• [Aufgaben]:
a) Beantworten Sie die folgenden Fragen zu den unsortierten Fragmenten:
(i) Welche Uhrzeit steht bei der Ortsangabe „Kulturkaufhaus“?
(ii) Was kann laut dem Eintrag „08:31 Uhr, Potsdamer Straße“ pünktlich rollen?
(iii) Welche Erfolgsquote wird im Eintrag „10:12 Uhr, S+U Friedrichstraße“ genannt?
b) Schreiben Sie die unsortierten Fragmente nach dem letzten Eintrag weiter.

• [Text]:
------------

VI

Unsortierte Fragmente der letzten Wochen.

14:35 Uhr, Friedrichstraße
Es wird passieren, ich hoffe du weißt es noch immer.

14:45 Uhr, Kulturkaufhaus
They are very dreamy, but they are not the sun.

08:31 Uhr, Potsdamer Straße
Der Kopf immer noch eine Wetterumbruchstation. Viel zu hell, nicht zu laut, die Hauptstraße schläft, die Busse können pünktlich rollen.

10:12 Uhr, S+U Friedrichstraße
Der erste Saufkoffer des Jahres, der dein Blickfeld streift, steht fast vergilbt in einem der Souvenirläden, an denen du vorbeifahren musst. Während du dich fragst, was das soll, hast du “Menschen an einem Montagmorgen zum Lächeln bringen durch eigenes Lächeln“ zur Herausforderung deines Tages gemacht. Erfolgsquote 25%, Endgegner Regen.

------------

(Daten zu Referenzausdrücken)
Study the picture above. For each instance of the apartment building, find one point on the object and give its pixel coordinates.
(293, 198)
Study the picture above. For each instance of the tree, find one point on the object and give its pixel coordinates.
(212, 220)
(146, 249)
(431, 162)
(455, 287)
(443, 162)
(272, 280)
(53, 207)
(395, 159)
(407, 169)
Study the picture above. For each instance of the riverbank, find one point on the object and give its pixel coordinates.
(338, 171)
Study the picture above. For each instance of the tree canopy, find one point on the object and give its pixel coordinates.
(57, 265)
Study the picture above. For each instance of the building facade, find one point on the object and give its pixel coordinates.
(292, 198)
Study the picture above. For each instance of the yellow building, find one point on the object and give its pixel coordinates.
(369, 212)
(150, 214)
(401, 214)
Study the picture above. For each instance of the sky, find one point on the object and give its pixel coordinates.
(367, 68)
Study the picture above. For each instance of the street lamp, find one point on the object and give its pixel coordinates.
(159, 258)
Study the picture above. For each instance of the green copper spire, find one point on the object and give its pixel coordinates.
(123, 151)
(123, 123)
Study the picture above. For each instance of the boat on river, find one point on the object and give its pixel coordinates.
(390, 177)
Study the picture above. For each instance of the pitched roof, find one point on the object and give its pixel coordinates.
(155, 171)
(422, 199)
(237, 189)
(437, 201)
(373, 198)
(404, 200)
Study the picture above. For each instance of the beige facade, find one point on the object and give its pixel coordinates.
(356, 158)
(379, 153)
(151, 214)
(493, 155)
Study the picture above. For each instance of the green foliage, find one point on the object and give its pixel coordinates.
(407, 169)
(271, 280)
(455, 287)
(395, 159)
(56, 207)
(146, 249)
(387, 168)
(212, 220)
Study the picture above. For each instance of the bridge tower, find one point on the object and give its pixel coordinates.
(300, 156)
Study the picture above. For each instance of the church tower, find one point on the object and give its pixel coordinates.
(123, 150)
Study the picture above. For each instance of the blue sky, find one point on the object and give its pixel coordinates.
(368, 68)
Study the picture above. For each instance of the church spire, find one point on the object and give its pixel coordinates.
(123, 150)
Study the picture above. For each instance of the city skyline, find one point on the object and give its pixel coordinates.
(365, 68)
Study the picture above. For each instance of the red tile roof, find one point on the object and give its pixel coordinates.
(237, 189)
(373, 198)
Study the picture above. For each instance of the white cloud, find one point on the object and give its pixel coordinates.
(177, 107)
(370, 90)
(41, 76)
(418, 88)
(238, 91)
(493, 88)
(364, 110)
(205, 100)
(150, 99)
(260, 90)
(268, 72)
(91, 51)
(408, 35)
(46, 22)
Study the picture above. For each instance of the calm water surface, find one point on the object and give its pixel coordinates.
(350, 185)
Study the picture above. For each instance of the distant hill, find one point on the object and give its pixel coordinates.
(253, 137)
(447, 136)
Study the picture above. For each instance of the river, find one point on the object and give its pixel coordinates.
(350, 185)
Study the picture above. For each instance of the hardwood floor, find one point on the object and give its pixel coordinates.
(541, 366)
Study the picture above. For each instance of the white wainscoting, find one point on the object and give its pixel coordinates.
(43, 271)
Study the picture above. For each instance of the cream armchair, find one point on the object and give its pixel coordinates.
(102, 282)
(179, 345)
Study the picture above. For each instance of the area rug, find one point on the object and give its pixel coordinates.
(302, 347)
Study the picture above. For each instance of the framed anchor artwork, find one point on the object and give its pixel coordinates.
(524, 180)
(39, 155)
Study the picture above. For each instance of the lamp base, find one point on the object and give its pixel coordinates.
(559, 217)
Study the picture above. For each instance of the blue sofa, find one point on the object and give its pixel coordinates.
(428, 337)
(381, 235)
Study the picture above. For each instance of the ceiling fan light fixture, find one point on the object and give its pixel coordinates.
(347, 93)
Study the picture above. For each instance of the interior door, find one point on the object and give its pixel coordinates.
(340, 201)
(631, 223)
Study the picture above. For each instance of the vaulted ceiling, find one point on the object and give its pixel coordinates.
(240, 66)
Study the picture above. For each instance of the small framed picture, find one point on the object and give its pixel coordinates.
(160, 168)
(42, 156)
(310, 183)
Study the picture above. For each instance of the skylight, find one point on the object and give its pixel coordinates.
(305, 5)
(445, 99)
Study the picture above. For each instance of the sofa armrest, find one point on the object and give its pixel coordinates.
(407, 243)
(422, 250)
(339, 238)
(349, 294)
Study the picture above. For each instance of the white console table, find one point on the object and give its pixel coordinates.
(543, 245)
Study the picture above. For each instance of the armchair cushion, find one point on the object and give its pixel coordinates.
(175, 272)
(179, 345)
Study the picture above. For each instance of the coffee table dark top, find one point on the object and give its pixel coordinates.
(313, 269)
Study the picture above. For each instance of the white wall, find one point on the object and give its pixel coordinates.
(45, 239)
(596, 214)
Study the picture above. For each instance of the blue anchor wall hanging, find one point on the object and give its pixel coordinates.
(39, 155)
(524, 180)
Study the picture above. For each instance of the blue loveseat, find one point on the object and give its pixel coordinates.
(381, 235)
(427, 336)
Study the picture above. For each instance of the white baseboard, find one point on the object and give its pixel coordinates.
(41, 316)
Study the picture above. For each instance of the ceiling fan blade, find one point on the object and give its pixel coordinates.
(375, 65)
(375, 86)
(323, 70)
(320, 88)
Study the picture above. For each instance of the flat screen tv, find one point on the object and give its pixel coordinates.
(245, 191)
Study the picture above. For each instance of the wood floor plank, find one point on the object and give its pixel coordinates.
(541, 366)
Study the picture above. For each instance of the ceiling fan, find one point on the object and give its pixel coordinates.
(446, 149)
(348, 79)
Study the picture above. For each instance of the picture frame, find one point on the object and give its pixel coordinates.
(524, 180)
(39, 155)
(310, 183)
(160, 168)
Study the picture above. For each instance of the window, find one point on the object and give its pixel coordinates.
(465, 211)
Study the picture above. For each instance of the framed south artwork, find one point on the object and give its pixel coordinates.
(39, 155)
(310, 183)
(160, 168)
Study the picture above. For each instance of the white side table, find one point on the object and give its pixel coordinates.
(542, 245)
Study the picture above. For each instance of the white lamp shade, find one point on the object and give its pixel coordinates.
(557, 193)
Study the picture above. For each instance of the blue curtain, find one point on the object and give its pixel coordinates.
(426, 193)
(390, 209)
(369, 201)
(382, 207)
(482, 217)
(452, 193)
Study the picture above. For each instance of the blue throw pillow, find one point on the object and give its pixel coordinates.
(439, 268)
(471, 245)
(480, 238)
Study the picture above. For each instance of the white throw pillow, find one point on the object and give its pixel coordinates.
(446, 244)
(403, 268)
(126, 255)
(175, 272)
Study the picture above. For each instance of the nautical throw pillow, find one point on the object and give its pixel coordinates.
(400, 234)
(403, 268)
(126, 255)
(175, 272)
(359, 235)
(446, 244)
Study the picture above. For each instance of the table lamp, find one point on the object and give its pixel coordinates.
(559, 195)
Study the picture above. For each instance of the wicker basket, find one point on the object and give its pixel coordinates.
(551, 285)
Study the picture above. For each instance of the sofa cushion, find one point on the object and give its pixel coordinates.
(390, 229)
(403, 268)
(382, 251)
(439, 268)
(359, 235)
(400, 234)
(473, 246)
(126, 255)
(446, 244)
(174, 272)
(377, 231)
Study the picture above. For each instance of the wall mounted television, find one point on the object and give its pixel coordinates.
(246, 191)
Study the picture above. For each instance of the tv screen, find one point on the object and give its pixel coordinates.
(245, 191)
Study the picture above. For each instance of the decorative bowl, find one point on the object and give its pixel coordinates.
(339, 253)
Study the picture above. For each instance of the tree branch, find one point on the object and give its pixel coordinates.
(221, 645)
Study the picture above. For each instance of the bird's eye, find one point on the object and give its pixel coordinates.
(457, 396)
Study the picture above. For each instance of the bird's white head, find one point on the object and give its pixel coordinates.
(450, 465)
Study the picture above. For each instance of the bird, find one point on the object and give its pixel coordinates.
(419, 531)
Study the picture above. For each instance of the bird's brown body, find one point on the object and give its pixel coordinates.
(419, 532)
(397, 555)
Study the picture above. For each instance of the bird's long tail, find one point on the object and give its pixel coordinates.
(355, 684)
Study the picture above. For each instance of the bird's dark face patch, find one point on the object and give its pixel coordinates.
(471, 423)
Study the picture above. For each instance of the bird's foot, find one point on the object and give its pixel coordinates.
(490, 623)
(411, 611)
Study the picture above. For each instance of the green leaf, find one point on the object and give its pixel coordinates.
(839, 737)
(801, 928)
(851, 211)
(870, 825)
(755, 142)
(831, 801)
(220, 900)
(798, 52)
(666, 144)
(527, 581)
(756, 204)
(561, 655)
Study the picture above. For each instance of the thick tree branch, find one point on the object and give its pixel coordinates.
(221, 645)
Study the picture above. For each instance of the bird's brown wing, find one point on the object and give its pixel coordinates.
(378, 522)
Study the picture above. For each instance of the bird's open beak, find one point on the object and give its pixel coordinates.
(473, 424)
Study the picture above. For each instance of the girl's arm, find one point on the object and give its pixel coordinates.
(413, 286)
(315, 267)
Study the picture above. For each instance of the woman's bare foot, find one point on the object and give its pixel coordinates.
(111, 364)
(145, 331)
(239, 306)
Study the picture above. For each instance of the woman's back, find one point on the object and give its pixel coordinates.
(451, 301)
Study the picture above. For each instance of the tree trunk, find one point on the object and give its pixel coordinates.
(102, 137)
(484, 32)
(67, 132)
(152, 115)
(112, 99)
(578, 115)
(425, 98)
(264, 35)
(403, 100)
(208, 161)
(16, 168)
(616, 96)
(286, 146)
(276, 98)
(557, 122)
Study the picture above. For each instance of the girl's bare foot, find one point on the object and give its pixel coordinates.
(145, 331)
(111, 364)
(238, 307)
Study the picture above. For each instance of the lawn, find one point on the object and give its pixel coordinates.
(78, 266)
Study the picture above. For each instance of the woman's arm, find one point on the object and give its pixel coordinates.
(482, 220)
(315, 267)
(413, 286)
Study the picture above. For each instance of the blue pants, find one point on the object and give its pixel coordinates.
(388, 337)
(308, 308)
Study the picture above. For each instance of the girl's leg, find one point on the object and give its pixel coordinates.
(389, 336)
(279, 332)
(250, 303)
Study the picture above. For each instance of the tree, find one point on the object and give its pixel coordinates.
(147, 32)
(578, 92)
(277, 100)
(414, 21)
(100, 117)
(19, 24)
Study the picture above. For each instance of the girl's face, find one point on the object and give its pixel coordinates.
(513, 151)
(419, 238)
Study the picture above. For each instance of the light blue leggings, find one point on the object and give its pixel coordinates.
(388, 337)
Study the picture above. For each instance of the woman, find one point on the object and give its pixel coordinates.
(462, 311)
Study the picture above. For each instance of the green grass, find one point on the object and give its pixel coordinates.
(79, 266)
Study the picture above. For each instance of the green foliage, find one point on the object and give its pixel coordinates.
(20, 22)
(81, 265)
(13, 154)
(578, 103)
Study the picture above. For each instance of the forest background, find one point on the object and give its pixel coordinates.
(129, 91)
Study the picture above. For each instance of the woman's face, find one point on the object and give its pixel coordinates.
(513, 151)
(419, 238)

------------

• [Geordnete Antworten]:
a)
(i) 14:45 Uhr
(ii) Die Busse
(iii) 25 %

b)
18:37 Uhr, Kantstraße/Theater des Westens
Am Filmpalast wieder der Jazz. Der Mann mit Saxophon, der wie damals nach Fabian die Stadt vertont, als könnte sie nicht schöner sein. Neben dem S-Bahnbogen an der Bushaltestelle übergibt sich jemand auf die Reste einer Schranke.

17:08 Uhr, Tiergarten-Süd
Irgendjemand hat mit Kreide “Frieden“ und “Ruhm“ in Kinderschrift, aber auf Erwachsenenhöhe, mehr an die Hauswand gemalt als geschrieben. An die Wand, die selten Licht bekommt, vor der die Amseln für ihre Nester suchen und beinahe im Graubraun des nicht wachsen wollenden Rasens verschwinden.

13:45 Uhr, Potsdamer Platz
Schulklassen und (wieder) leere Betonsteppe. Menschen, die Schneisen fotografieren. Big City Life, this place is healing.
Kurzsichtigkeit als Standortvorteil. Nichts scharf sehen können ohne Sehhilfe bis circa 30cm vorm Gesicht. Damit strategische Nutzung des natürlich eingebauten Blur-Effekts im Sommer.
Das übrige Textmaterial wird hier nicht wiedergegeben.